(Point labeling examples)
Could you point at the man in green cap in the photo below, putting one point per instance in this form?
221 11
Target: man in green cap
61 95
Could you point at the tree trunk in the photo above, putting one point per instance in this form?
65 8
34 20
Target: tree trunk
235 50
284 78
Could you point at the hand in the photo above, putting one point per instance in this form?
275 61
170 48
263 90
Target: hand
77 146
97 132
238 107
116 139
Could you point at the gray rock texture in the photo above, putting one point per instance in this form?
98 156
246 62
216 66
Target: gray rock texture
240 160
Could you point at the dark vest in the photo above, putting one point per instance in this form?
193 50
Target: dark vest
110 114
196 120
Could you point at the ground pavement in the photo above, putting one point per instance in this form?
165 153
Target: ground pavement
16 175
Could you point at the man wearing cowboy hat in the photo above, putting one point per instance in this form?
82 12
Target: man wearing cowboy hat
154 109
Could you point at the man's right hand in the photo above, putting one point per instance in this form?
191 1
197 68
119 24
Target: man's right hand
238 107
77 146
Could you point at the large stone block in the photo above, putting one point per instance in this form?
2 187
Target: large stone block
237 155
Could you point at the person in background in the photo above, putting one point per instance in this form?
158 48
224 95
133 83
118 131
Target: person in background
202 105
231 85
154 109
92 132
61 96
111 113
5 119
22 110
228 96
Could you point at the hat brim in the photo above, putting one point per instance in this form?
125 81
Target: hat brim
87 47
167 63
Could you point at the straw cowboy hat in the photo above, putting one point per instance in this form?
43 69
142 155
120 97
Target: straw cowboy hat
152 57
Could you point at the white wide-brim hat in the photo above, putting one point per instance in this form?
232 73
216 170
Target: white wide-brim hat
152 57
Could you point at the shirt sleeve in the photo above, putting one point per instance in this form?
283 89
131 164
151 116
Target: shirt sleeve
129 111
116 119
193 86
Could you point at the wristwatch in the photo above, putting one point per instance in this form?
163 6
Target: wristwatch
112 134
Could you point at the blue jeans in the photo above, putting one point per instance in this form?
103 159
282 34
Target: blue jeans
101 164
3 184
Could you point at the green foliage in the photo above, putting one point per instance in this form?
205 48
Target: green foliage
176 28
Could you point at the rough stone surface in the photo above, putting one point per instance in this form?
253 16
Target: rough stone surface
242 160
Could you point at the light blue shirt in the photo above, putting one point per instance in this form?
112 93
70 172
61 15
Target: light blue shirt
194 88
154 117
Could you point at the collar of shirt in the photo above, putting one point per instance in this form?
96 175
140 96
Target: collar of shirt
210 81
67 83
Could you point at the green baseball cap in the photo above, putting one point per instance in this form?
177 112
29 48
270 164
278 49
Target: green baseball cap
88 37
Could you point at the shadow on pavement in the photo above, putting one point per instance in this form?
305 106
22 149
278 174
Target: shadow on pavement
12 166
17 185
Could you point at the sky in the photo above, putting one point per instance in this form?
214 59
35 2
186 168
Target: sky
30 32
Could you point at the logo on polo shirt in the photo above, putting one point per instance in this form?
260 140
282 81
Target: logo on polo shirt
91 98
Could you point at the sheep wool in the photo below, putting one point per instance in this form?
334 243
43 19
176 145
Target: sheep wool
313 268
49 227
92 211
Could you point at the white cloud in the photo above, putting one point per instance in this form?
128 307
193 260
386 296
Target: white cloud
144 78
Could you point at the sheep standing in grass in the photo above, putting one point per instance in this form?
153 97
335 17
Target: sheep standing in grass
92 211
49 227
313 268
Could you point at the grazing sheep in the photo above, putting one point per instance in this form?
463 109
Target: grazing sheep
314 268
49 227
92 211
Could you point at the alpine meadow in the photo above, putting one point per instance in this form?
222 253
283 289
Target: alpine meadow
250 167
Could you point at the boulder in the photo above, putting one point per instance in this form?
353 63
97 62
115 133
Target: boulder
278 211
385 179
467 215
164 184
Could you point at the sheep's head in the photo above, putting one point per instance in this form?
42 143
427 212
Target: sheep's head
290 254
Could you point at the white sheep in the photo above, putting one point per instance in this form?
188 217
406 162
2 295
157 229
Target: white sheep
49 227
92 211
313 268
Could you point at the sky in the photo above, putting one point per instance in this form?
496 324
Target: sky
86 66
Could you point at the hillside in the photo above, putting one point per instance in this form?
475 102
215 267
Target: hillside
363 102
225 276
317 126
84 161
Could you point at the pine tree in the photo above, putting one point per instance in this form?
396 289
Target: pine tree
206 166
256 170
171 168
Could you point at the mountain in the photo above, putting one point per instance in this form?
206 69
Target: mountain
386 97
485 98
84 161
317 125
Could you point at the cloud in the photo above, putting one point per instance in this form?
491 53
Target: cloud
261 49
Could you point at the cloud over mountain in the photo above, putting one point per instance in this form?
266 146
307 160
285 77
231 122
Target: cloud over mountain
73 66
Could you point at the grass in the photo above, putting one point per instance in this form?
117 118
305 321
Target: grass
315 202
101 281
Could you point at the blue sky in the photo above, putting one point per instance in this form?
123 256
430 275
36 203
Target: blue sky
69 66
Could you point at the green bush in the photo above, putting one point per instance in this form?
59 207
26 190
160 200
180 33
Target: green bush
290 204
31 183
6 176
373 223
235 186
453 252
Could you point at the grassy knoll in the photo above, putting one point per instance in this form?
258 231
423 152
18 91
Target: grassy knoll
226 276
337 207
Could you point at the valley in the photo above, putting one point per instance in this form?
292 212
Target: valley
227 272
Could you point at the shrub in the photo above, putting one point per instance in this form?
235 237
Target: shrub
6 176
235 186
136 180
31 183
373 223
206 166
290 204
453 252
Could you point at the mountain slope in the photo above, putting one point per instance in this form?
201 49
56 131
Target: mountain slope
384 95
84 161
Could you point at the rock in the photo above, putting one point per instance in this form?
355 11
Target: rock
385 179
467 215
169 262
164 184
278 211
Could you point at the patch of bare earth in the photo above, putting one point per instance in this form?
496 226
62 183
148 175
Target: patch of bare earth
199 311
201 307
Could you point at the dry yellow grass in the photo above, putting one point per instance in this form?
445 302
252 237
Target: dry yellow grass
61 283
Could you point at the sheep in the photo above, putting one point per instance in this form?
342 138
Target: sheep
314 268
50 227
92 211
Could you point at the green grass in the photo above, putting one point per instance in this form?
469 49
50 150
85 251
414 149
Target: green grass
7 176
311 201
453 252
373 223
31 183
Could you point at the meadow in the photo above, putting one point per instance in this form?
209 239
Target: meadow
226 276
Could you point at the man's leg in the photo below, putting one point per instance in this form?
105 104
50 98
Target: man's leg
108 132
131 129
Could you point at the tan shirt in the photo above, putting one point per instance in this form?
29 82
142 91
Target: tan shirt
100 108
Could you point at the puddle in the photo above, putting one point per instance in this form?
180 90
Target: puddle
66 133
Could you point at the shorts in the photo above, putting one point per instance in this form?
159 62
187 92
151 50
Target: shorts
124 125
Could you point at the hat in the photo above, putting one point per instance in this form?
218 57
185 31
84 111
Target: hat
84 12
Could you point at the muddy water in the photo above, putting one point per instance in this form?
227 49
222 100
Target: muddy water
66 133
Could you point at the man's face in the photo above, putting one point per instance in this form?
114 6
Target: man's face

▸ **PROMPT**:
Output all of the material exactly as written.

▸ **THE RESPONSE**:
Could you point at the man in green cap in the photo below, putting one point per instance in this form?
221 11
Target: man in green cap
61 95
Could you point at the tree trunk in the photo above, putting one point per instance in this form?
65 8
34 20
Target: tree trunk
235 50
284 78
Could you point at the hand in the photo above, putting one point per instance in this form?
275 61
170 48
263 90
Target: hand
77 146
97 132
238 107
116 139
Could you point at the gray rock texture in the photo above, putting one point per instance in this form?
98 156
246 62
216 66
Target: gray rock texture
240 160
Could you point at the dark vest in the photo above, putting one point per instance in this form?
193 50
Target: dark vest
110 114
196 120
Could you point at the ground pavement in the photo above, putting one point per instance in this form?
165 153
Target: ground pavement
16 175
Could you point at the man wearing cowboy hat in the photo above, putting one point per instance in this form?
82 12
Target: man wearing cowboy hat
154 109
Could you point at the man's right hand in the photo above, putting one point per instance in this form?
191 1
197 68
119 24
Target: man's right hand
238 107
77 146
Could you point at the large stone block in the photo above, putting one point per instance in this form?
2 187
Target: large stone block
237 155
Could you point at the person in background in the photo above, putting one point per instance in this form?
158 48
224 95
133 83
118 131
Target: person in background
202 105
231 85
154 109
92 132
61 96
111 113
5 119
22 110
228 96
Could you point at the hat brim in the photo above, putting one point per instance in this form?
125 81
Target: hat brim
87 47
167 63
Could you point at the straw cowboy hat in the photo above, putting one point per instance in this form?
43 69
142 155
120 97
Target: straw cowboy hat
152 57
Could you point at the white wide-brim hat in the photo above, putting one point per instance in this form?
232 73
216 170
Target: white wide-brim hat
152 57
Could you point at the shirt sleeve in the photo above, putting one point per instance in this form?
283 89
131 164
151 116
Target: shirt sleeve
129 111
116 119
193 86
Could you point at the wristwatch in the photo above, putting one point per instance in this form?
163 6
Target: wristwatch
112 134
Could you point at the blue jeans in the photo above, putting one point per instance in this form?
103 159
282 34
Target: blue jeans
101 164
3 184
Could you point at the green foliage in the photo above, putting one point per instance in this form?
205 48
Target: green foliage
176 28
Could you point at the rough stone surface in the photo above, putting one point per instance in this form?
253 16
Target: rough stone surface
242 160
Could you point at the light blue shirt in the photo above, putting one point per instance in this form?
112 93
70 172
61 15
Target: light blue shirt
194 88
154 117
Could you point at the collar of shirt in the photo above, putting one point per instance in this form?
96 175
140 96
Target: collar of shirt
210 81
67 83
Could you point at the green baseball cap in the photo above, putting one point per instance in this form?
177 112
29 48
270 164
278 49
Target: green baseball cap
88 37
Could you point at the shadow on pavement in the photo above, putting one point per instance in this form?
305 106
22 149
278 174
Target: shadow on pavement
12 166
17 185
Could you point at the sky in the photo above, putting one point per instance in this form?
214 59
35 2
186 168
Target: sky
30 32
Could you point at the logo on polo shirt in the photo above, putting one point per instance in this form?
260 140
282 81
Target: logo on polo shirt
91 98
Could you point at the sheep wool in the photo below, putting one point per instance in this form?
334 243
43 19
176 145
Target: sheep wool
313 268
49 227
92 211
Could you point at the white cloud in the photo above, putting one point per instance in this form?
128 307
193 260
386 296
Target: white cloud
144 78
Could you point at the sheep standing in grass in the photo above, putting one point per instance in this form?
153 97
335 17
Target: sheep standing in grass
92 211
49 227
313 268
Could you point at the grazing sheep in the photo above, putting one point per instance in this form?
463 109
Target: grazing sheep
314 268
49 227
92 211
Could you point at the alpine meadow in the photo above, putting one point per instance in this form?
222 253
283 289
Target: alpine meadow
250 167
Could you point at the boulder in the photo above, putting one point per instance in this form?
353 63
97 62
115 133
Target: boulder
278 211
385 179
467 215
164 184
Could you point at the sheep's head in the photo above, putting one point per instance in this form?
42 143
427 212
Target: sheep's head
290 254
Could you point at the white sheep in the photo above, putting one point per instance in this form?
188 217
406 162
2 295
157 229
Target: white sheep
49 227
92 211
313 268
Could you point at the sky in the photo above, putting one point per instance in this form?
496 324
Target: sky
86 66
Could you point at the hillside in the photo above, putting one point per instance in this form?
475 102
215 267
Target: hillside
363 102
225 276
317 126
84 161
Could you point at the pine tree in the photo above, putting one point per instance in this form?
396 289
Target: pine tree
206 166
256 170
171 168
Could you point at the mountain in the photo above, putting one point per instance in this form?
206 69
Target: mountain
386 97
485 98
84 161
317 125
Could you point at the cloud in the photo above, putting one point per instance in this form?
491 53
Target: cloud
261 49
Could you point at the cloud over mountain in the photo above, putting one point per instance in this form?
266 146
307 160
285 77
231 122
Target: cloud over mountain
73 66
Could you point at the grass in the photo above, putting one point per instance in this form?
117 118
305 321
Target: grass
315 202
101 281
Could you point at the blue sky in the photo above, putting one point per instance in this form?
123 256
430 275
36 203
Target: blue sky
69 66
Could you point at the green bush in the photo above, putting one point per instance in this form?
59 207
26 190
160 200
180 33
Target: green bush
290 204
31 183
6 176
373 223
235 186
453 252
Could you point at the grassy knoll in the photo above, putting one point per instance in this form?
258 231
423 152
18 91
Target: grassy knoll
226 276
337 207
Could you point at the valley in the photo above, putting one point per instance in this form?
292 212
Target: valley
227 272
Could you point at the shrub in the photo above, putting one point per instance in this form?
235 237
Target: shrub
6 176
235 186
136 180
31 183
373 223
206 166
290 204
453 252
Could you point at the mountain slope in the photo above, putting one point per instance in this form?
201 49
56 131
Target: mountain slope
384 95
84 161
Could you point at the rock in the photo above, putting one point per instance in this form?
355 11
Target: rock
385 179
467 215
169 262
164 184
278 211
Could you point at the patch of bare earth in the photo above, putting one point per instance in this form?
496 226
62 183
148 175
Target: patch of bare earth
199 311
201 307
Could you point at the dry yellow grass in the photo above, putting one point per instance in this form?
445 302
252 237
Target: dry yellow grass
61 283
Could you point at the sheep in the photo above, putting one point per instance in this form?
342 138
Target: sheep
314 268
50 227
92 211
Could you point at the green grass in the photo above, putting one point per instance in this form?
469 49
50 150
85 251
414 149
Target: green grass
7 176
311 201
453 252
373 223
31 183
Could you point at the meadow in the photo above, putting one point per instance in this form?
209 239
Target: meadow
226 276
Could you point at the man's leg in the photo below, putting one point per instance in this form?
105 104
50 98
Target: man's leg
108 132
131 129
Could you point at the tan shirt in the photo above, putting one point per instance in this form?
29 82
142 91
Target: tan shirt
100 108
Could you point at the puddle in the photo above, putting one point per instance in this form?
180 90
Target: puddle
66 133
Could you point at the shorts in the photo above, putting one point per instance in this form?
159 62
187 92
151 50
Target: shorts
124 125
Could you point at the hat in the photo above, putting one point per instance in this form?
218 57
185 31
84 111
Target: hat
84 12
Could you point at the muddy water in the photo above, putting one point per instance in this form?
227 49
222 100
Target: muddy water
66 133
Could you point at the man's face in the photo above, putting one point per instance in this form?
114 6
Target: man's face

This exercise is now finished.